Technically, only engineers and mathematicians were likely to ever see the problem, but the episode proved to be Intel's greatest public relations disaster of all time.
After all, you try to get companies to buy your new high-priced CPU when jokes like the following begin making the rounds.
"Q: How many Pentium designers does it take to screw in a light bulb?"
"A: 1.99904274017, but that's close enough for non-technical people."
You know you're having a bad day when your ship, the USS Yorktown, a Ticonderoga-class cruiser, is stopped dead in the water and has to be towed back to base.
The Yorktown had been retrofitted with 27 computers with dual 200MHz Pentium processors as part of the Navy's Smart Ship program. It wasn't the chip that was a problem this time. No, it was the operating system, Windows NT, that gets the "credit" for this foul-up.
A sailor entered a zero in a database field. Any other calculator could have handled this attempt to divide by zero, but not NT. One thing led to another, and in a matter of seconds, the computer-controlled propulsion system was down and the Yorktown was going nowhere. Eventually, the ship was towed back to its home port of Norfolk, Virginia. The Navy tried to cover this up, but in 1998, the news leaked.
After a journey of 416 million miles and almost 10 months, NASA's Mars Climate Orbiter was ready to go into orbit. Then, the lander flew too low in the atmosphere, and was destroyed.
The mistake this time? One of the contractors used imperial measurements -- such as feet and yards -- while the JPL navigation team used metric measurements -- centimeters and meters -- in navigating the spaceship. Whoops.
The real problem and the real lesson, as Dr Edward Weiler, then NASA's associate administrator for Space Science, said at the time, "was not the error, it was the failure of NASA's systems engineering, and the checks and balances in our processes to detect the error".
It must have come as quite a surprise to the 8,500 patients of St Mary's Mercy Medical Center in Grand Rapids, Michigan, that they were dead. They certainly didn't know it!
The hospital's new patient management system had marked as dead anyone having procedures done from October 25 through to December 11, 2002. If that's all there was to it, this would have been scary, but not that big a deal. Unfortunately, the system had also notified Social Security and the patients' insurance companies that they were "dead".

◆ Material shown
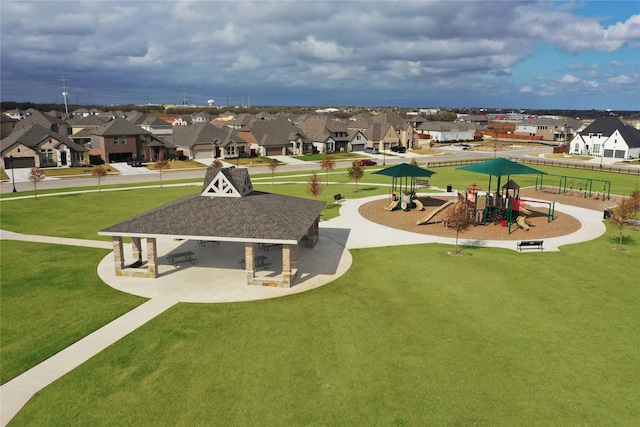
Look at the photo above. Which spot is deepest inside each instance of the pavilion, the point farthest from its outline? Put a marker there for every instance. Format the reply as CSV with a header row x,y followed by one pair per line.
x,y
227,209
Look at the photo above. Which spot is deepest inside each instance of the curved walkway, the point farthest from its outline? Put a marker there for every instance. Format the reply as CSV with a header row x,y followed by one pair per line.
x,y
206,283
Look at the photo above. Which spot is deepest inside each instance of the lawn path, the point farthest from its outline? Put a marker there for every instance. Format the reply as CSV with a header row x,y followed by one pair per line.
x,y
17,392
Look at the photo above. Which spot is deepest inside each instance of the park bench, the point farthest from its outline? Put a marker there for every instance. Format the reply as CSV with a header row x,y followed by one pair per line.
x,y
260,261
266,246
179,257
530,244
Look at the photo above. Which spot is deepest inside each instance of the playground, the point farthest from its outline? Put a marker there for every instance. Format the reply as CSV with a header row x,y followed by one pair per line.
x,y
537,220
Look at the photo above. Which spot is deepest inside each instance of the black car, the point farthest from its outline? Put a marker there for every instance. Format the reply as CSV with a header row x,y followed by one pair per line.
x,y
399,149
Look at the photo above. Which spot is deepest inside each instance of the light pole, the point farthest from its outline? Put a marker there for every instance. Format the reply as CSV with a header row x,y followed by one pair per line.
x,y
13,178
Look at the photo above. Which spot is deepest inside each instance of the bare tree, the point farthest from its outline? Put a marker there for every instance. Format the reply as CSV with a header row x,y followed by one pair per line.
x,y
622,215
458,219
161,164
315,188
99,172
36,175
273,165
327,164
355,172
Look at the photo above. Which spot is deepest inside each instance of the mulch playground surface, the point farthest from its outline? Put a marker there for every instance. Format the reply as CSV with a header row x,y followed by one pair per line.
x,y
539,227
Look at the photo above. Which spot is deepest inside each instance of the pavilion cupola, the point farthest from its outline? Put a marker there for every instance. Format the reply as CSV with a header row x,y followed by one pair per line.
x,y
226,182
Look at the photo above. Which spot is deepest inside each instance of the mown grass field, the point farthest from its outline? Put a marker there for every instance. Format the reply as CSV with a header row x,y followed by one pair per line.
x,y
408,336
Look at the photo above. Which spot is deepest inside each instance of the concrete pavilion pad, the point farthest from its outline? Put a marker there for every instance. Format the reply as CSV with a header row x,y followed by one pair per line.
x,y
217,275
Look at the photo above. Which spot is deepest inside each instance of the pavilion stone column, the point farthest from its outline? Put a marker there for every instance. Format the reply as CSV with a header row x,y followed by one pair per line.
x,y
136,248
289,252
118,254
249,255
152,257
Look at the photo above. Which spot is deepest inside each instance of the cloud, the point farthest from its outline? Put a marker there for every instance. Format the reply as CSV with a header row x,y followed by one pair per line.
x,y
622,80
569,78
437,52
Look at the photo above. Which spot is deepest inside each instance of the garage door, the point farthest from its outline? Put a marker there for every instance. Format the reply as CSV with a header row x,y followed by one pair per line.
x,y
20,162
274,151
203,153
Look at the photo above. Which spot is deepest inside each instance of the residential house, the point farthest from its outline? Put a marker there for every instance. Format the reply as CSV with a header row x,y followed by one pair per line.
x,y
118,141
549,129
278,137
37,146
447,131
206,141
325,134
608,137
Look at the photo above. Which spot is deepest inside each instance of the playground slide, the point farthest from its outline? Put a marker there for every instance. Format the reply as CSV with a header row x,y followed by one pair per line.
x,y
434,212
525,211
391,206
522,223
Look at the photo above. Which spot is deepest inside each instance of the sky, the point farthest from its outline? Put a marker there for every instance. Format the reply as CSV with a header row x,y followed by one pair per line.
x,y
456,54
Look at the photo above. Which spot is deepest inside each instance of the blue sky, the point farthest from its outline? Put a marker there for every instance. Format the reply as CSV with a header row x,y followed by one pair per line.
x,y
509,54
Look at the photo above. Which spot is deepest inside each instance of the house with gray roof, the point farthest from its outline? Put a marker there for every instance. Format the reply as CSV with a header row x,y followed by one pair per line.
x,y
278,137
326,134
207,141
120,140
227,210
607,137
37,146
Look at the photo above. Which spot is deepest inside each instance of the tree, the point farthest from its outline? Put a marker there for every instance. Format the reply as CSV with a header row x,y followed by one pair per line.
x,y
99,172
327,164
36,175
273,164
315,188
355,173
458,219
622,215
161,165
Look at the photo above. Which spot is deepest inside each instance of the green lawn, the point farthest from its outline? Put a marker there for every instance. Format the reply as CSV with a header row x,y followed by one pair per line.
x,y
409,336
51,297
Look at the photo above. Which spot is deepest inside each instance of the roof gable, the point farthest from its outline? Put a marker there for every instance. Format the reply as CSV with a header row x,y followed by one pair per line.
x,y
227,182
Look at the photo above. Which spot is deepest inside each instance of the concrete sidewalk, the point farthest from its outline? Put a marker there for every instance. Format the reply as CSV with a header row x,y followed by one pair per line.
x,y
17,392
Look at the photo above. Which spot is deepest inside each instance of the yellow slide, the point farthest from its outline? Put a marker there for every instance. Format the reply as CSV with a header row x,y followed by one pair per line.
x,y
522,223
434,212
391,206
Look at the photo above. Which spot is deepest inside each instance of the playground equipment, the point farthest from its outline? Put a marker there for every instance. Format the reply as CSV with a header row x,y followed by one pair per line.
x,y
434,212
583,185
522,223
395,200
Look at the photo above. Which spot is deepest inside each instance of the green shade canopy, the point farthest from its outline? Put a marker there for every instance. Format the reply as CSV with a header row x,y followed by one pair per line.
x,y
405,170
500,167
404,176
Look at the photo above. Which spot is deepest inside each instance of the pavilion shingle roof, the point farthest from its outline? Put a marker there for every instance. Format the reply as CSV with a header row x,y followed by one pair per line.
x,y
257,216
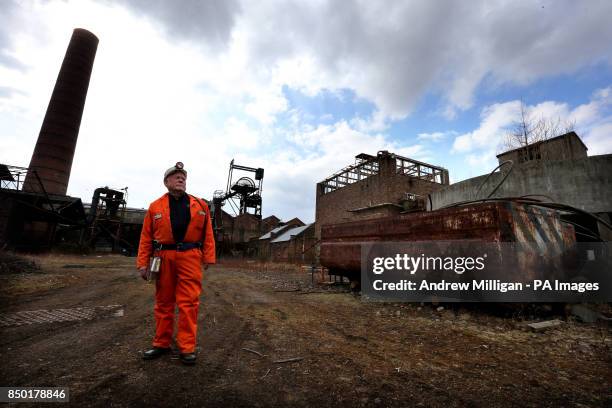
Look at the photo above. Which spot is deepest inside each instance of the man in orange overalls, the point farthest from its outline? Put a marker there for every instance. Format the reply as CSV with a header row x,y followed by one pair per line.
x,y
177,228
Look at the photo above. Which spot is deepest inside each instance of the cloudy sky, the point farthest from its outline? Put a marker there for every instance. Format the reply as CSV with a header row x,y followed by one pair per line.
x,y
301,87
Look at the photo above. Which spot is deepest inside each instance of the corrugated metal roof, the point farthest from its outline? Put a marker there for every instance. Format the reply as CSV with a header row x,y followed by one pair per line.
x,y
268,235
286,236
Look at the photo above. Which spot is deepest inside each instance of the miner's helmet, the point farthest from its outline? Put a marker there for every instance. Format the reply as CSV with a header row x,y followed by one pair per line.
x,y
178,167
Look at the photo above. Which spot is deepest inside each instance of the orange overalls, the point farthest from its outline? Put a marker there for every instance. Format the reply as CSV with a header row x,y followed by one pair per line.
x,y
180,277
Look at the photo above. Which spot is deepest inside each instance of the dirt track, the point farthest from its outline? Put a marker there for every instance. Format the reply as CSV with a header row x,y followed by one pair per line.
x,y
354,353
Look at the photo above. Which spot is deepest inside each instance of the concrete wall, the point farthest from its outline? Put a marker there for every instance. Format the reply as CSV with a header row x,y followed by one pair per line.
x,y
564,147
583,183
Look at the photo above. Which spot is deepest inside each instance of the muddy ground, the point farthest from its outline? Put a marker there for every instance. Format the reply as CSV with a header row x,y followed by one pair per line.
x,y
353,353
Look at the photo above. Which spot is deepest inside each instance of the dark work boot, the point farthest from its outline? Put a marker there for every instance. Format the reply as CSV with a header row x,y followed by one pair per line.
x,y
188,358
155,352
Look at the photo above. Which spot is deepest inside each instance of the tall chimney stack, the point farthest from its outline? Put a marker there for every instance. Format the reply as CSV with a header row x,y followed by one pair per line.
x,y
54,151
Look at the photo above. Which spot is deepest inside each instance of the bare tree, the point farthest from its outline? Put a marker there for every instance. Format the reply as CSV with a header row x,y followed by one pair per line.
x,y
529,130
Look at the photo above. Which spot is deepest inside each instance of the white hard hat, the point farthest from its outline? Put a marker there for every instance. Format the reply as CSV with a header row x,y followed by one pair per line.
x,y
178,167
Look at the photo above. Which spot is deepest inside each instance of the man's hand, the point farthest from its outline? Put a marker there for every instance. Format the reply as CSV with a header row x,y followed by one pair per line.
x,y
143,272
--
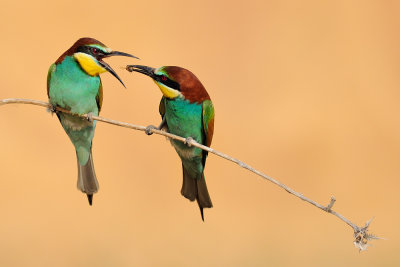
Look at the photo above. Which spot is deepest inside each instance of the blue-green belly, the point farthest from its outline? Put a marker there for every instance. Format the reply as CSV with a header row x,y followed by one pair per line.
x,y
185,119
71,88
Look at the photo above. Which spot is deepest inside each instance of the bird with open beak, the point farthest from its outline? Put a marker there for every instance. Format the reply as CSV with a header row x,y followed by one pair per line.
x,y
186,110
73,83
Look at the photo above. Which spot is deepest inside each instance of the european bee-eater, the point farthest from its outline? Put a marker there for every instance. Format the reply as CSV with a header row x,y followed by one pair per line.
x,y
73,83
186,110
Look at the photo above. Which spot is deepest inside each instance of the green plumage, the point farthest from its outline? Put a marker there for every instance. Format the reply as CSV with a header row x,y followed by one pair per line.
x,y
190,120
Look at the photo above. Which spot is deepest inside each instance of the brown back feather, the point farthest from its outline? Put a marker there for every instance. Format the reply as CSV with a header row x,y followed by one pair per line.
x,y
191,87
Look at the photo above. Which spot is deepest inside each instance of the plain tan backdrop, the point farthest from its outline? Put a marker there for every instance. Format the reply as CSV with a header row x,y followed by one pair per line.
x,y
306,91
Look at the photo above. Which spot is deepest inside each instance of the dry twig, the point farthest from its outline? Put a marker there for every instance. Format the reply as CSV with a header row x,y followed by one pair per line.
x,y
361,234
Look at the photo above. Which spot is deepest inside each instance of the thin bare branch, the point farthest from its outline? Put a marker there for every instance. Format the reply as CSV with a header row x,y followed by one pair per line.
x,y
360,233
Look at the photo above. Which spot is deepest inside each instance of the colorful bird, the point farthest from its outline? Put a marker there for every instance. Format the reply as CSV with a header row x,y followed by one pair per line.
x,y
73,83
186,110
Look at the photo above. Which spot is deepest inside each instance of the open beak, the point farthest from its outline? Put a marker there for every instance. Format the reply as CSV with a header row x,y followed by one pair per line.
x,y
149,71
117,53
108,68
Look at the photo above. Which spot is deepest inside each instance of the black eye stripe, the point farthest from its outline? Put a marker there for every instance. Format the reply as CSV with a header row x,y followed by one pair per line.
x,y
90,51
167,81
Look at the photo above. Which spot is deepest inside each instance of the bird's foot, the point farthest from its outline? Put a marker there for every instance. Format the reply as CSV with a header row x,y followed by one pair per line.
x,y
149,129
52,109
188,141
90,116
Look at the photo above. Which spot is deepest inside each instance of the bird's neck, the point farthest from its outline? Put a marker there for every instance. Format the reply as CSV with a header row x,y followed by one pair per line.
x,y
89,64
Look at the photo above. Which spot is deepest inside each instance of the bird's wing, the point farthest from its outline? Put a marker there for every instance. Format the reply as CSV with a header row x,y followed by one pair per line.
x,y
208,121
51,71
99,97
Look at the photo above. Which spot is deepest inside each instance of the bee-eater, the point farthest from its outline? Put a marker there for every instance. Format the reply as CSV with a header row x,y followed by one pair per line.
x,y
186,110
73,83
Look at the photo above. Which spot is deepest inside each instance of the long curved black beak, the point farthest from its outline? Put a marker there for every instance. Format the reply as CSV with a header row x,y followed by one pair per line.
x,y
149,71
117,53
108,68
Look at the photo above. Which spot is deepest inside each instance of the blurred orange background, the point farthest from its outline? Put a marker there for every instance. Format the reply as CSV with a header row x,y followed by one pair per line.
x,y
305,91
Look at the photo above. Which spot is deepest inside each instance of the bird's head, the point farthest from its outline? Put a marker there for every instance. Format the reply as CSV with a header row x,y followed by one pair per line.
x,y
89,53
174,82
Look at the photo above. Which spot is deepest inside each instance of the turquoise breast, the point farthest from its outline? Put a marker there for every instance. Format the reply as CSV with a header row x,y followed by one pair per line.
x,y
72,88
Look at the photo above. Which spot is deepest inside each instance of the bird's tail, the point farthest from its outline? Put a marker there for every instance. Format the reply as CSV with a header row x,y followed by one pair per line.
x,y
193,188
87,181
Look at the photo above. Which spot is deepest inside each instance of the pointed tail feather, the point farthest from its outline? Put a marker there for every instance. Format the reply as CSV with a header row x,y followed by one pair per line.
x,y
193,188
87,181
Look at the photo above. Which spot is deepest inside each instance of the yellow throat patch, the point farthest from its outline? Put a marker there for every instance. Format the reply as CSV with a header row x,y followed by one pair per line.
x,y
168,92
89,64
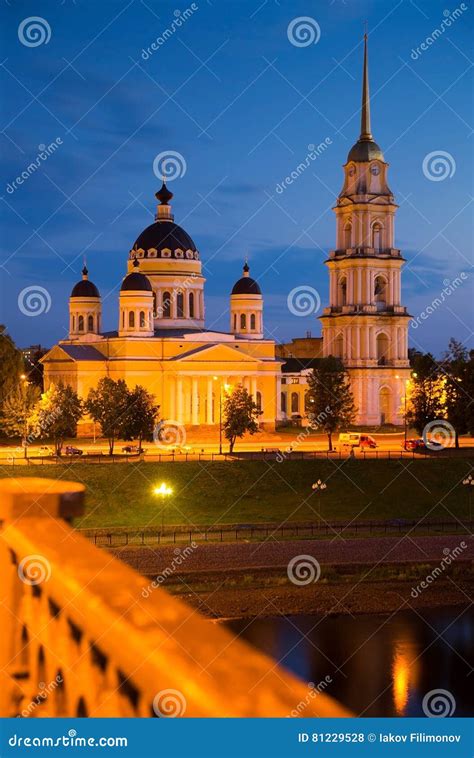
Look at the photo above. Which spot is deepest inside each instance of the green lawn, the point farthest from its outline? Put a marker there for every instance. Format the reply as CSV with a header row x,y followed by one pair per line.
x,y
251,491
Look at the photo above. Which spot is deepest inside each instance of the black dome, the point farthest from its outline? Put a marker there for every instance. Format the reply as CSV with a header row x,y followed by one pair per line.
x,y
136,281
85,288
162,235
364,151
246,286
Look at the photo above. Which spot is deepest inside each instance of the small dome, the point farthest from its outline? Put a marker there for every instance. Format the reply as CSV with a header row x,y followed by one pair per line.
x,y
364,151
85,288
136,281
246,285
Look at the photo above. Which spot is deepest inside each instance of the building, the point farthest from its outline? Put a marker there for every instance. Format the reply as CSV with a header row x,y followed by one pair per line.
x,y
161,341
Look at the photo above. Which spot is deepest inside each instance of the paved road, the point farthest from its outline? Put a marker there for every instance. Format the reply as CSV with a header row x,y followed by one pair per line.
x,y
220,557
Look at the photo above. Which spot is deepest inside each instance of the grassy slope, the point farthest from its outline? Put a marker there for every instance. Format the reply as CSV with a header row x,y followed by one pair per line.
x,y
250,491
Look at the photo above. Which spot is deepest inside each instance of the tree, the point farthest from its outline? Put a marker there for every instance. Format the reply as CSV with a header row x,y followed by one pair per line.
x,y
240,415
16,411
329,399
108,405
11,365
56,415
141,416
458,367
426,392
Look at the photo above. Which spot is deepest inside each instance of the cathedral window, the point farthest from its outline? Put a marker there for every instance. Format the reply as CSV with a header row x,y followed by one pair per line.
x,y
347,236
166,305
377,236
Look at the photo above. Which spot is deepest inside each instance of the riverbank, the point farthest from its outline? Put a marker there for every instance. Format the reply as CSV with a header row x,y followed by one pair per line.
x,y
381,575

◆ What needs to be done
Reproduce the entire passage about famous computer failures word for word. The listing comes from a different source than the text.

◆ Exercise result
Technically, only engineers and mathematicians were likely to ever see the problem, but the episode proved to be Intel's greatest public relations disaster of all time.
After all, you try to get companies to buy your new high-priced CPU when jokes like the following begin making the rounds.
"Q: How many Pentium designers does it take to screw in a light bulb?"
"A: 1.99904274017, but that's close enough for non-technical people."
You know you're having a bad day when your ship, the USS Yorktown, a Ticonderoga-class cruiser, is stopped dead in the water and has to be towed back to base.
The Yorktown had been retrofitted with 27 computers with dual 200MHz Pentium processors as part of the Navy's Smart Ship program. It wasn't the chip that was a problem this time. No, it was the operating system, Windows NT, that gets the "credit" for this foul-up.
A sailor entered a zero in a database field. Any other calculator could have handled this attempt to divide by zero, but not NT. One thing led to another, and in a matter of seconds, the computer-controlled propulsion system was down and the Yorktown was going nowhere. Eventually, the ship was towed back to its home port of Norfolk, Virginia. The Navy tried to cover this up, but in 1998, the news leaked.
After a journey of 416 million miles and almost 10 months, NASA's Mars Climate Orbiter was ready to go into orbit. Then, the lander flew too low in the atmosphere, and was destroyed.
The mistake this time? One of the contractors used imperial measurements -- such as feet and yards -- while the JPL navigation team used metric measurements -- centimeters and meters -- in navigating the spaceship. Whoops.
The real problem and the real lesson, as Dr Edward Weiler, then NASA's associate administrator for Space Science, said at the time, "was not the error, it was the failure of NASA's systems engineering, and the checks and balances in our processes to detect the error".
It must have come as quite a surprise to the 8,500 patients of St Mary's Mercy Medical Center in Grand Rapids, Michigan, that they were dead. They certainly didn't know it!
The hospital's new patient management system had marked as dead anyone having procedures done from October 25 through to December 11, 2002. If that's all there was to it, this would have been scary, but not that big a deal. Unfortunately, the system had also notified Social Security and the patients' insurance companies that they were "dead".